**Information provided**
---+---
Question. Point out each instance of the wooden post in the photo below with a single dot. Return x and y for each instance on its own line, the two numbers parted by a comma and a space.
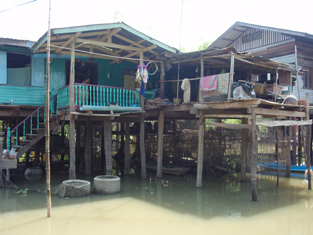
276, 84
162, 78
286, 150
88, 139
254, 156
201, 76
294, 144
160, 144
308, 144
200, 150
244, 146
142, 147
108, 145
127, 150
297, 72
1, 157
47, 128
142, 133
72, 170
231, 75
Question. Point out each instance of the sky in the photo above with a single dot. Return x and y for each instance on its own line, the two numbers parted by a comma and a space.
184, 24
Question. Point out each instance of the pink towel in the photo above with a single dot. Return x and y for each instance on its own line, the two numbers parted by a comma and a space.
209, 83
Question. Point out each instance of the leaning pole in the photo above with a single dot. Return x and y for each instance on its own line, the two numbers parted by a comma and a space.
47, 130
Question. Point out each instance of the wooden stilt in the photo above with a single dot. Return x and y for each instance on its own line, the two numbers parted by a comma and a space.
200, 150
142, 147
308, 144
287, 150
108, 146
160, 144
127, 150
254, 156
88, 137
244, 146
72, 170
162, 78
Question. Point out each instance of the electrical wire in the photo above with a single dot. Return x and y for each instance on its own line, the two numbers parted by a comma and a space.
21, 4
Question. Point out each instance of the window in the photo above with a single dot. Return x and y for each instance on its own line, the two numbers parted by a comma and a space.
18, 69
307, 81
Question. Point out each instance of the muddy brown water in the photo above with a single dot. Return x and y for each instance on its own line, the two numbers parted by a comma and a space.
171, 205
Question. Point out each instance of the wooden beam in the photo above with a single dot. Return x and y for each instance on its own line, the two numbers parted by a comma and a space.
276, 113
71, 39
160, 144
229, 126
228, 105
200, 150
272, 123
111, 45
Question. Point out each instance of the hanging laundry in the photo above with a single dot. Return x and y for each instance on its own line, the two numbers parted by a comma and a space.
185, 86
223, 81
142, 88
142, 73
208, 83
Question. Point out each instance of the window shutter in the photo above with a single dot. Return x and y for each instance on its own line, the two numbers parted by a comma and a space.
3, 67
38, 75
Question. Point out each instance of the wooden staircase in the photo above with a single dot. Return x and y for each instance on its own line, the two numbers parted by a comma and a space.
30, 130
32, 139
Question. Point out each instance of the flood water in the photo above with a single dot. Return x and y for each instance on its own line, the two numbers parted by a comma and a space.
172, 205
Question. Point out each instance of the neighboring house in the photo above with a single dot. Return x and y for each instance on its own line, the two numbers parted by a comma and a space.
281, 45
21, 73
23, 63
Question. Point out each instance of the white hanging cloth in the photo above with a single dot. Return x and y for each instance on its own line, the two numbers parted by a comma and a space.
185, 86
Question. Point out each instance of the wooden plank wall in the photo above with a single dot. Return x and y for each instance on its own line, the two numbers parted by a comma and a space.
22, 95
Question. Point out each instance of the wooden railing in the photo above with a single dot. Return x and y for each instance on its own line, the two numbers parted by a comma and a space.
96, 95
30, 124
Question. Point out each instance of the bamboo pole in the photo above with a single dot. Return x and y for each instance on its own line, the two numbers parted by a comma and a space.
254, 157
127, 150
231, 75
200, 150
276, 84
108, 145
72, 170
142, 134
244, 147
88, 149
160, 144
201, 75
162, 78
308, 144
297, 72
47, 128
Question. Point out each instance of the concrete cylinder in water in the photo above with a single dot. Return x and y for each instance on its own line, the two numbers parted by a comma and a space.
74, 188
107, 184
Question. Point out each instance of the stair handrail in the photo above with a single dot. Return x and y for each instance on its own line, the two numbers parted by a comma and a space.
31, 114
9, 136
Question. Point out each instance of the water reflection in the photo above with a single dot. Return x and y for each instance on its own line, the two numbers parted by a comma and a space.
221, 200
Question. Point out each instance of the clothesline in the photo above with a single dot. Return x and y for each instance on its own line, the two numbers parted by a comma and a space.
180, 80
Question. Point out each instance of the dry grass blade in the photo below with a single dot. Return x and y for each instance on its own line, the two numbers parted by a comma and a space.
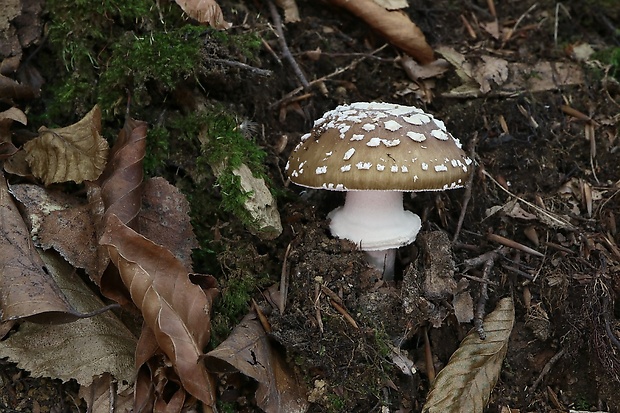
---+---
**Task directions**
Show each line from the rows above that contains the word "pole", copying each one in full.

**Response for this exercise**
Question. Point out each instance of the leaning pole in the photo above with a single dot. Return x and y for each instance on its own line, the two numbers parted by a comma and a space.
Question. Point out each instance of the bamboo pole in the photo above with a single dot. Return x and y for each instance on its own line, the two numbers parted by a comma and a space.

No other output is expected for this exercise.